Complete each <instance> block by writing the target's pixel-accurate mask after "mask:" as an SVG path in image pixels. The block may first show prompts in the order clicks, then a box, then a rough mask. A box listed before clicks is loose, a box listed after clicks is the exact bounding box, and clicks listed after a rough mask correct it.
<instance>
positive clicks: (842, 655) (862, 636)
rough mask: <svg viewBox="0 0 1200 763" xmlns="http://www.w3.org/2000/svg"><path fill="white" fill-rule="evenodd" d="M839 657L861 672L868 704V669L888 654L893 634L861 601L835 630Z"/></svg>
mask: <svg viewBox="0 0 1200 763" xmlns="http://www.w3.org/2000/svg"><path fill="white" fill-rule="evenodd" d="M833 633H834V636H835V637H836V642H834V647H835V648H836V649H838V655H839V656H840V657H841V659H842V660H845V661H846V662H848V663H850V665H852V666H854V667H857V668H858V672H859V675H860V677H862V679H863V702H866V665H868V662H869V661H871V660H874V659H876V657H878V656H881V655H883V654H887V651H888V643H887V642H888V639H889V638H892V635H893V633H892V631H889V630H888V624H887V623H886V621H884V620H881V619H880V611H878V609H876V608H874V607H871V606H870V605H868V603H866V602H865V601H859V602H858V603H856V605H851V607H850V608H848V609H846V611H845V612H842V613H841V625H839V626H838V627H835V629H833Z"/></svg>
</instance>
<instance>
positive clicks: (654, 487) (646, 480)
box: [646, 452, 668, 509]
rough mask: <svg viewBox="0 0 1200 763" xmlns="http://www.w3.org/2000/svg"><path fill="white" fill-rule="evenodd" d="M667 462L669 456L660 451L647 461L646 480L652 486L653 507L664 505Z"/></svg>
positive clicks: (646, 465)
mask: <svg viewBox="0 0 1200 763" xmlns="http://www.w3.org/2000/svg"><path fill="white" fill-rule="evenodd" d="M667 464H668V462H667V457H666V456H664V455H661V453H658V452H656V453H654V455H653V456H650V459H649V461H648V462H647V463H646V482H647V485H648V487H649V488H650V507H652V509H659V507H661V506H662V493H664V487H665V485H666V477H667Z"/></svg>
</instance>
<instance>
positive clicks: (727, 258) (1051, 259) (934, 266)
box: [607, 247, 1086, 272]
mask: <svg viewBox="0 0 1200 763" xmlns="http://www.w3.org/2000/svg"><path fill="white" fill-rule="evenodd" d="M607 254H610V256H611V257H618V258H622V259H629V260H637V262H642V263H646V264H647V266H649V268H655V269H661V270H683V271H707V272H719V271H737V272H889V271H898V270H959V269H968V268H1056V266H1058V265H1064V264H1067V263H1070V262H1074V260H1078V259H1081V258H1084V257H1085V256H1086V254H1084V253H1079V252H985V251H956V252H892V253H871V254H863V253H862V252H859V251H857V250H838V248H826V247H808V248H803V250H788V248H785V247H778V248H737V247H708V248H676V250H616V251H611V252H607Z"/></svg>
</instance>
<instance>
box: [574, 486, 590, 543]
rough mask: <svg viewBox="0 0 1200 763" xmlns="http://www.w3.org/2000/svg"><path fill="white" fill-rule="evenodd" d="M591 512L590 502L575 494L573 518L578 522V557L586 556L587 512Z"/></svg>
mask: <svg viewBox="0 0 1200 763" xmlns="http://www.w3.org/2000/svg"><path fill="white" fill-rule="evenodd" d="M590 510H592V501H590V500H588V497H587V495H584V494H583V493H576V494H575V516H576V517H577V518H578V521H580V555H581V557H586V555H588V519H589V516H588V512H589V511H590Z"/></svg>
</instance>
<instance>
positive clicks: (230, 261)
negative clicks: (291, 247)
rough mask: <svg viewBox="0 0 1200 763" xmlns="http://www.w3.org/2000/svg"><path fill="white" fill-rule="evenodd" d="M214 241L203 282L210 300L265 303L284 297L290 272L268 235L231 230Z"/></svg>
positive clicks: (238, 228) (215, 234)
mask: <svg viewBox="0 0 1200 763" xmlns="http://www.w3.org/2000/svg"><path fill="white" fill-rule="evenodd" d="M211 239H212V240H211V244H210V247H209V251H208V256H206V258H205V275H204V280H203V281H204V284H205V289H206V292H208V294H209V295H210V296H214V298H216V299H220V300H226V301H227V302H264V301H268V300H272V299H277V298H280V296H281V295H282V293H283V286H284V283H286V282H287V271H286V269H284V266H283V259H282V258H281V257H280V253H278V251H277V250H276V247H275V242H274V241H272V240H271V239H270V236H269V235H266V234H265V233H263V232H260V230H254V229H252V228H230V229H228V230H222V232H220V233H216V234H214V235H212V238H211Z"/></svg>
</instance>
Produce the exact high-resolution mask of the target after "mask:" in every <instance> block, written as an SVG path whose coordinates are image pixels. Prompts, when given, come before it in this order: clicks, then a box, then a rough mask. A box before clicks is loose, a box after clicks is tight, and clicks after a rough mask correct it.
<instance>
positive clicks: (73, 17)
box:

* * * * * * *

◆ PROBLEM TO SOLVE: Recast all of the lines above as a numbered list, leaving out any blank lines.

◆ ANSWER SECTION:
1. Complete each <instance> block by writing the target's pixel-accurate mask after "mask:" as an SVG path in image pixels. The block may first show prompts in the order clicks, then a box, then a rough mask. A box listed before clicks is loose, a box listed after clicks is the exact bounding box, and clicks listed after a rough mask correct it.
2. <instance>
3. positive clicks: (842, 655) (862, 636)
4. rough mask: <svg viewBox="0 0 1200 763" xmlns="http://www.w3.org/2000/svg"><path fill="white" fill-rule="evenodd" d="M839 657L861 672L868 704V669L888 654L893 634L861 601L835 630Z"/></svg>
5. mask: <svg viewBox="0 0 1200 763" xmlns="http://www.w3.org/2000/svg"><path fill="white" fill-rule="evenodd" d="M833 633H834V636H835V637H836V642H834V647H835V648H836V649H838V655H839V656H840V657H841V659H842V660H845V661H846V662H848V663H850V665H852V666H854V667H857V668H858V672H859V675H860V677H862V679H863V702H866V665H868V662H869V661H871V660H874V659H876V657H878V656H881V655H883V654H887V651H888V643H887V642H888V639H889V638H892V635H893V633H892V631H889V630H888V624H887V623H886V621H884V620H881V619H880V611H878V609H876V608H874V607H871V606H870V605H868V603H866V602H865V601H859V602H858V603H856V605H851V607H850V608H848V609H846V611H845V612H842V613H841V625H839V626H838V627H835V629H833Z"/></svg>
6. </instance>
7. <instance>
8. positive clicks: (654, 487) (646, 480)
9. box: [646, 452, 668, 509]
10. rough mask: <svg viewBox="0 0 1200 763" xmlns="http://www.w3.org/2000/svg"><path fill="white" fill-rule="evenodd" d="M667 462L669 456L660 451L647 461L646 480L652 486L653 507L664 505Z"/></svg>
11. positive clicks: (646, 465)
12. mask: <svg viewBox="0 0 1200 763" xmlns="http://www.w3.org/2000/svg"><path fill="white" fill-rule="evenodd" d="M667 464H668V462H667V457H666V456H664V455H661V453H658V452H656V453H654V455H653V456H650V459H649V461H648V462H647V463H646V482H647V485H648V487H649V488H650V507H652V509H659V507H661V506H662V493H664V487H665V485H666V477H667Z"/></svg>
13. </instance>
14. <instance>
15. positive clicks: (727, 258) (1051, 259) (934, 266)
16. box: [607, 247, 1086, 272]
17. mask: <svg viewBox="0 0 1200 763" xmlns="http://www.w3.org/2000/svg"><path fill="white" fill-rule="evenodd" d="M607 254H610V256H611V257H618V258H622V259H629V260H637V262H642V263H646V264H647V266H649V268H655V269H661V270H683V271H707V272H719V271H737V272H889V271H898V270H959V269H968V268H1056V266H1058V265H1064V264H1067V263H1070V262H1074V260H1078V259H1081V258H1084V257H1085V256H1086V254H1084V253H1079V252H985V251H956V252H892V253H871V254H863V253H862V252H859V251H857V250H838V248H826V247H808V248H803V250H788V248H785V247H778V248H737V247H708V248H676V250H616V251H611V252H607Z"/></svg>
18. </instance>
19. <instance>
20. box: [574, 486, 590, 543]
21. rough mask: <svg viewBox="0 0 1200 763" xmlns="http://www.w3.org/2000/svg"><path fill="white" fill-rule="evenodd" d="M591 512L590 502L575 494L573 518L578 522V557L586 556L587 512Z"/></svg>
22. mask: <svg viewBox="0 0 1200 763" xmlns="http://www.w3.org/2000/svg"><path fill="white" fill-rule="evenodd" d="M590 510H592V501H590V500H588V497H587V495H584V494H583V493H576V494H575V516H576V517H577V518H578V521H580V555H581V557H586V555H588V519H589V516H588V512H589V511H590Z"/></svg>
23. </instance>
24. <instance>
25. positive clicks: (230, 261)
26. negative clicks: (291, 247)
27. rough mask: <svg viewBox="0 0 1200 763" xmlns="http://www.w3.org/2000/svg"><path fill="white" fill-rule="evenodd" d="M214 241L203 282L210 300L265 303L284 297L290 272L268 235L231 230Z"/></svg>
28. positive clicks: (238, 228) (215, 234)
29. mask: <svg viewBox="0 0 1200 763" xmlns="http://www.w3.org/2000/svg"><path fill="white" fill-rule="evenodd" d="M211 239H212V240H211V244H210V247H209V251H208V256H206V258H205V275H204V280H203V281H204V284H205V289H206V292H208V294H209V295H210V296H214V298H216V299H220V300H226V301H227V302H264V301H268V300H272V299H277V298H280V296H281V295H282V293H283V286H284V283H286V282H287V271H286V269H284V266H283V259H282V258H281V257H280V253H278V251H277V250H276V247H275V242H274V241H272V240H271V239H270V236H269V235H266V234H265V233H263V232H260V230H254V229H252V228H230V229H228V230H222V232H220V233H216V234H214V235H212V238H211Z"/></svg>
30. </instance>
31. Produce the exact high-resolution mask of the target after "mask:" in every <instance> block, written as an SVG path whose coordinates are image pixels. Prompts, when given, come before it in this order: clicks, then a box, then a rough mask. A box before clicks is loose, a box after clicks is tight, and clicks after a rough mask correct it.
32. <instance>
33. positive clicks: (73, 17)
34. box:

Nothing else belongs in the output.